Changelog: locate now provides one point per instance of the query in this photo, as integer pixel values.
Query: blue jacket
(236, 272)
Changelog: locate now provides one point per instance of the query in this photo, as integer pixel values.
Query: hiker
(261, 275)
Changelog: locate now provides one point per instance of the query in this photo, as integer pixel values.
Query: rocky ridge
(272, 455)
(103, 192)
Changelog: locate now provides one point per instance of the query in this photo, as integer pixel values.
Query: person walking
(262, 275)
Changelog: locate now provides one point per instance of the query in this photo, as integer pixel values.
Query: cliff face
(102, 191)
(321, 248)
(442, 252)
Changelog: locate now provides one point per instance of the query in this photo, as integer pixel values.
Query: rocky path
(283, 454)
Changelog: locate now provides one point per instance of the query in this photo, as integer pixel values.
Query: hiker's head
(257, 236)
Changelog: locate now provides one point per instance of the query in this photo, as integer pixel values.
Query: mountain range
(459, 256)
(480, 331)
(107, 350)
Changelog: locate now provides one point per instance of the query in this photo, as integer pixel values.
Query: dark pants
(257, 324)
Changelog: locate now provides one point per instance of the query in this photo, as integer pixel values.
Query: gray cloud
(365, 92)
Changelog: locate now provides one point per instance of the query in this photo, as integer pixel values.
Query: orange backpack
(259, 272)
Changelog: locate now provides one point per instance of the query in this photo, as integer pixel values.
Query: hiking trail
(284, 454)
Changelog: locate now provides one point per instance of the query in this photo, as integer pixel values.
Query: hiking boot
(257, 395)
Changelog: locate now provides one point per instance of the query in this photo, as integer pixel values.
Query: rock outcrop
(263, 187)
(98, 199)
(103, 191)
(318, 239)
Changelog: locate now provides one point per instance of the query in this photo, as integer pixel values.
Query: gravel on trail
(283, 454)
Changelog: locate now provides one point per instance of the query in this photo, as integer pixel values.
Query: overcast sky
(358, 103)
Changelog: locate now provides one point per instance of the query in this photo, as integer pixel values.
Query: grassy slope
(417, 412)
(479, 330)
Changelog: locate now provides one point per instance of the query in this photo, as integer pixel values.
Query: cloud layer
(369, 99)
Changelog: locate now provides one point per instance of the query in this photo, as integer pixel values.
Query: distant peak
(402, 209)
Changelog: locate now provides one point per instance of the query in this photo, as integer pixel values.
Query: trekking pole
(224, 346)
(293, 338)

* [Problem]
Give all of the lines above again, exactly as they are.

* [Answer for the task]
Changelog: locate now provides one point per instance of the query in this photo, as integer pixel values.
Query: blue jacket
(236, 272)
Changelog: locate now provides one point per instance of the query in this photo, as integer pixel values.
Query: hiker
(261, 275)
Changelog: locate now provides one point per instance of the query in this photo, as integer pixel values.
Query: rocky ridge
(272, 455)
(103, 192)
Changelog: locate now provides one point per instance of the query in this photo, as integer pixel values.
Query: person walking
(262, 275)
Changelog: locate now provides one point per instance of the query in this photo, as integer pixel values.
Query: cliff face
(102, 191)
(321, 248)
(442, 252)
Changelog: locate now provides one point per instance of the query in this photo, as integer pixel values.
Query: rocky path
(283, 454)
Changelog: locate now provides one point per instance of the query in this photo, as integer pixel values.
Query: hiker's head
(257, 236)
Changelog: locate now provides one point per instance of the query in this photo, as integer pixel values.
Query: mountain range
(459, 256)
(480, 331)
(107, 350)
Changelog: locate now provides one point per instance of the query in this photo, as integer pixel values.
Query: dark pants
(257, 324)
Changelog: locate now provides one point per instance of the query in this photo, as integer pixel values.
Query: gray cloud
(365, 92)
Changelog: locate now provides one point per instance of the query in this photo, as integer pixel values.
Query: orange backpack
(259, 272)
Changelog: locate now provides one point per instance of the query in this photo, as integer pixel values.
Query: hiking trail
(284, 454)
Changelog: locate now provides one point per instance of the query in this photo, as integer pixel values.
Query: hiking boot
(257, 395)
Changelog: locate now provides one point per instance of the query in this photo, as integer pixel values.
Query: rock outcrop
(263, 187)
(98, 199)
(103, 191)
(318, 239)
Changelog: locate now provides one point per instance of the query in this photo, as integer pixel values.
Query: gravel on trail
(283, 454)
Changelog: locate now provides one point per instance of the query in this photo, as integer pixel values.
Query: overcast sky
(358, 103)
Changelog: locate now provides one point per instance of the query in this photo, as integer pixel values.
Query: grassy slope
(417, 412)
(479, 330)
Changelog: locate now provides one point per instance of the query in this photo, as integer pixel values.
Query: cloud layer
(369, 99)
Changelog: locate now provides one point per instance of the query in this photo, as integer pixel values.
Query: distant peak
(402, 209)
Changelog: locate now provides one point per instance of the query in this photo, as integer pixel values.
Query: trekking pole
(224, 346)
(293, 338)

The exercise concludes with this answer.